Named-object pointing records:
<<<<
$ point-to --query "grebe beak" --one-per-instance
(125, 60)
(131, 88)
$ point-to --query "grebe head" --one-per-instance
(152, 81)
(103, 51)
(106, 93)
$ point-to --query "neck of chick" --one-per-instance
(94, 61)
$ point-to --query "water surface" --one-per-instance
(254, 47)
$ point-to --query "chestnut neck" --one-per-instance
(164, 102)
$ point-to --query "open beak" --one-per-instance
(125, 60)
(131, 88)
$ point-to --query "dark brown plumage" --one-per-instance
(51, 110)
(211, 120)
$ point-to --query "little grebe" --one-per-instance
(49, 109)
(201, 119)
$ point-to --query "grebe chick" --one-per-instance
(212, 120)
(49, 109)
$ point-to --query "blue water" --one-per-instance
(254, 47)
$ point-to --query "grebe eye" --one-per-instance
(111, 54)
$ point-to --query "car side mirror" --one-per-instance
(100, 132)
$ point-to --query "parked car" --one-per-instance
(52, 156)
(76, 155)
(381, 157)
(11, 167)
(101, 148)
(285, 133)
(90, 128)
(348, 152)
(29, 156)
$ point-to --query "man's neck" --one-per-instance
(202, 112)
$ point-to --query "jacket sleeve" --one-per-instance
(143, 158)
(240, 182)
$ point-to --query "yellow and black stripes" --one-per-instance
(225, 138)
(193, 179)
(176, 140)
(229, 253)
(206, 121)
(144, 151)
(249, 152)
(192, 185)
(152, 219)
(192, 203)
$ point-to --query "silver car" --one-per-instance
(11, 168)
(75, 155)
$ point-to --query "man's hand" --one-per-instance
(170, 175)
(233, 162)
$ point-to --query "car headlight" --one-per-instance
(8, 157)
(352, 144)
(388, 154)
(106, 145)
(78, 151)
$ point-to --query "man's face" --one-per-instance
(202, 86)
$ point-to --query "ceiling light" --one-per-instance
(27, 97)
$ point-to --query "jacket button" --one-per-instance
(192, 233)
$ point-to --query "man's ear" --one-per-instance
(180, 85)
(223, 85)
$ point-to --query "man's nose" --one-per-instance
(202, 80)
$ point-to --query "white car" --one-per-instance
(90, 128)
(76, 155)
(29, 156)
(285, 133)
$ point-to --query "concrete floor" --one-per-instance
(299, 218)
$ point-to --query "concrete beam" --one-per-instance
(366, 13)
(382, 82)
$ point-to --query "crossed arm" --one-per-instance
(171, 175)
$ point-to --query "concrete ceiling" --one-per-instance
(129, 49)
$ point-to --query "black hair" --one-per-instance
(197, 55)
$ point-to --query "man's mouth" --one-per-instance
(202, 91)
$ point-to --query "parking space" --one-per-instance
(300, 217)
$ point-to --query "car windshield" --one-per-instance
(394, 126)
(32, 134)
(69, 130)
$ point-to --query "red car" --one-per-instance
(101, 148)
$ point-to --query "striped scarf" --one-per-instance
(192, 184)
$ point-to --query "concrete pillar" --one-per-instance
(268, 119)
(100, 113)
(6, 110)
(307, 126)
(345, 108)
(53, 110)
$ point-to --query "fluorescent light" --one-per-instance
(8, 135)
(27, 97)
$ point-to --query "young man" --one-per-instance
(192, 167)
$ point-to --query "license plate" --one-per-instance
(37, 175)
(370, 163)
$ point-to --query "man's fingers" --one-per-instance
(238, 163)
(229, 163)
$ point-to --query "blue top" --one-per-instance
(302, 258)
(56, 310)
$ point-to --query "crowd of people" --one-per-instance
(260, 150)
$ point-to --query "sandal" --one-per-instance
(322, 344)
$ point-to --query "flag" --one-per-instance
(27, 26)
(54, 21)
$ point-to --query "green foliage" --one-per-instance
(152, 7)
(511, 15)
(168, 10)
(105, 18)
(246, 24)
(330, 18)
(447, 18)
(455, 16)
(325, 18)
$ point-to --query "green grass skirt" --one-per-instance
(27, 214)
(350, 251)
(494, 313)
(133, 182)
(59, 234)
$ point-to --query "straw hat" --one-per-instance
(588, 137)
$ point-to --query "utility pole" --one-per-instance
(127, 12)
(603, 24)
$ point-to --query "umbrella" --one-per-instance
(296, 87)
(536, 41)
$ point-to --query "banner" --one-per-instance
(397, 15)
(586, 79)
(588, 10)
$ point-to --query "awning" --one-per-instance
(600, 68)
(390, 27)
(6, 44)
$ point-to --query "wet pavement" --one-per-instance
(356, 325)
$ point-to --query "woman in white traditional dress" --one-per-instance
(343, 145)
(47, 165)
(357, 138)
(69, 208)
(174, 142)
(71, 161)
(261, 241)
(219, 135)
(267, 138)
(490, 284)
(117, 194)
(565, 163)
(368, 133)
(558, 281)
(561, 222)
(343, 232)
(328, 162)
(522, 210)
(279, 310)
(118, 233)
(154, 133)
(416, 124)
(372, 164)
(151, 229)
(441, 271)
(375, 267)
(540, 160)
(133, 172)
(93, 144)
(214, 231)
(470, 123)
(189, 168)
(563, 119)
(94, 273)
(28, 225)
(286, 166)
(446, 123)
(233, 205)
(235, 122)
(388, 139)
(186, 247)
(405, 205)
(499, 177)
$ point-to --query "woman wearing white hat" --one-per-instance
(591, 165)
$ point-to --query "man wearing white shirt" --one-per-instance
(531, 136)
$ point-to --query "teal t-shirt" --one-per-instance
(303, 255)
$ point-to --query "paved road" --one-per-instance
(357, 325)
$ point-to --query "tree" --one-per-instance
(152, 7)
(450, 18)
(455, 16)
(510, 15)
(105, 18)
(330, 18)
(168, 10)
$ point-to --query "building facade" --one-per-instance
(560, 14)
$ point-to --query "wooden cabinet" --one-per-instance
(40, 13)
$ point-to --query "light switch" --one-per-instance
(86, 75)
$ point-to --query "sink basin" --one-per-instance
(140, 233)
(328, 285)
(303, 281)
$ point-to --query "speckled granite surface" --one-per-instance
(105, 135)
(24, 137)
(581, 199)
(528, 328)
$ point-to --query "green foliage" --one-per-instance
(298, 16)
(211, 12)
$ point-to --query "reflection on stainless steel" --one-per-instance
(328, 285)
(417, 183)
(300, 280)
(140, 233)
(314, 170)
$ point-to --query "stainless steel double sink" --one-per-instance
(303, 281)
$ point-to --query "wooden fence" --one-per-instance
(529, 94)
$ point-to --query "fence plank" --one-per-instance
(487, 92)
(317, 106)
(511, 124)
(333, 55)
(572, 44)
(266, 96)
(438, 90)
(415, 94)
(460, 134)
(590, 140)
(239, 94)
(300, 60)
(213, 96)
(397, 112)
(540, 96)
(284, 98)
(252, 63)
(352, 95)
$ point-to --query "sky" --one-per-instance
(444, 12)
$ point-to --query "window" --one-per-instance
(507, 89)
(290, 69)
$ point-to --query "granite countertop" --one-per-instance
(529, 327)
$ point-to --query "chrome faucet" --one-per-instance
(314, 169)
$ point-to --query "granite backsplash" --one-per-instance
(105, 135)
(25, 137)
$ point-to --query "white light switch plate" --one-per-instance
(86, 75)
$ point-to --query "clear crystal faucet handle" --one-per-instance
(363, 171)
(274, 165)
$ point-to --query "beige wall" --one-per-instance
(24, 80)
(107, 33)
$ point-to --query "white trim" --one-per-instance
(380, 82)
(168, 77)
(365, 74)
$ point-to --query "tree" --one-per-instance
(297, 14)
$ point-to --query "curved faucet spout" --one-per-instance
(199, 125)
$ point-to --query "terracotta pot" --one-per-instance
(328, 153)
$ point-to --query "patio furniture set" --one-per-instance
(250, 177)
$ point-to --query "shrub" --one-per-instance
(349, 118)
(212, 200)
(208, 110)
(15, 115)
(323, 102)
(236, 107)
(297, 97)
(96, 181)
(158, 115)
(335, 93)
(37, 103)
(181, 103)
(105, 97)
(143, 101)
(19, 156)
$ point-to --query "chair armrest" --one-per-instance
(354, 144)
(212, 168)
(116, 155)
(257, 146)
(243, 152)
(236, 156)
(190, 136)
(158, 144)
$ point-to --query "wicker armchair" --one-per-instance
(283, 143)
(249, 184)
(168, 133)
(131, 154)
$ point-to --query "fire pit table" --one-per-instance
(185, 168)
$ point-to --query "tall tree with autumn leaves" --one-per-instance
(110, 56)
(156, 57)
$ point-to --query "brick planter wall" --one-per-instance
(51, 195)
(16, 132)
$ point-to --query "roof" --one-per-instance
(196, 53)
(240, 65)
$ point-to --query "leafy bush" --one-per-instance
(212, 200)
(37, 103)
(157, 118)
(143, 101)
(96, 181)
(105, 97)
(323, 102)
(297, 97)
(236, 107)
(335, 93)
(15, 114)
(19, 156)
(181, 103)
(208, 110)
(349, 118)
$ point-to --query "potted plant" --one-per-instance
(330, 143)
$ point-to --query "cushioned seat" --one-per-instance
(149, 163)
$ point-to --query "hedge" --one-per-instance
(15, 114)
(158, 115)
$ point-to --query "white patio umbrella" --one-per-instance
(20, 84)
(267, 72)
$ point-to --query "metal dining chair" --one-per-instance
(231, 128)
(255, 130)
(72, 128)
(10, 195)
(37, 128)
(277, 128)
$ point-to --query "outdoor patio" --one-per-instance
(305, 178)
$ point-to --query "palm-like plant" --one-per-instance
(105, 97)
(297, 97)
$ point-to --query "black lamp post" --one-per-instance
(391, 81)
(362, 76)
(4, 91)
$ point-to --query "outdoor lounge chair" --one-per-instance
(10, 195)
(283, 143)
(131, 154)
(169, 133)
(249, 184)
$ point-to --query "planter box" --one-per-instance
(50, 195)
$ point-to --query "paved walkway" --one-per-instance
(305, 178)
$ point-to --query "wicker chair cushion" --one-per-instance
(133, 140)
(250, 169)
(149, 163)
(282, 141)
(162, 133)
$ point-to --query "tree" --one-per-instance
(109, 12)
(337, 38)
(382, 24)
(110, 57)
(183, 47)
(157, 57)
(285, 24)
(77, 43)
>>>>
● Task to complete: Your task is to output exactly the lines running from the one with "tree with autumn" through the final line of the material above, with both ends included.

● Answer below:
$ point-to --query "tall tree with autumn leaves" --one-per-instance
(110, 56)
(156, 57)
$ point-to --query "brick planter wall" --one-per-instance
(51, 195)
(16, 132)
$ point-to --query "roof" --one-per-instance
(196, 53)
(240, 65)
$ point-to --query "leafy bush" --one-per-instance
(212, 200)
(37, 103)
(157, 118)
(143, 101)
(96, 181)
(105, 97)
(323, 102)
(297, 97)
(236, 107)
(335, 93)
(15, 114)
(19, 156)
(181, 103)
(208, 110)
(349, 118)
$ point-to --query "potted plant" --one-per-instance
(330, 143)
$ point-to --query "cushioned seat" --one-per-instance
(149, 163)
$ point-to --query "hedge" --one-per-instance
(15, 114)
(158, 115)
$ point-to --query "white patio umbrella" --one-per-instance
(20, 84)
(267, 72)
$ point-to --query "metal dining chair" --one-per-instance
(231, 128)
(255, 130)
(72, 128)
(10, 195)
(37, 128)
(277, 128)
$ point-to --query "outdoor patio" --one-per-instance
(305, 178)
$ point-to --query "palm-like plant" --one-per-instance
(105, 97)
(297, 97)
$ point-to --query "black lamp post" --one-per-instance
(391, 81)
(362, 76)
(4, 91)
$ point-to --query "outdoor lounge chair" --one-per-instance
(10, 195)
(283, 143)
(131, 154)
(169, 133)
(249, 184)
$ point-to --query "planter box" --one-per-instance
(50, 195)
$ point-to --query "paved walkway" --one-per-instance
(305, 178)
$ point-to --query "wicker chair cushion" --one-per-instance
(133, 140)
(250, 169)
(149, 163)
(282, 141)
(162, 133)
$ point-to --query "tree" --one-per-instance
(109, 12)
(337, 38)
(382, 24)
(110, 57)
(183, 47)
(157, 57)
(285, 24)
(77, 43)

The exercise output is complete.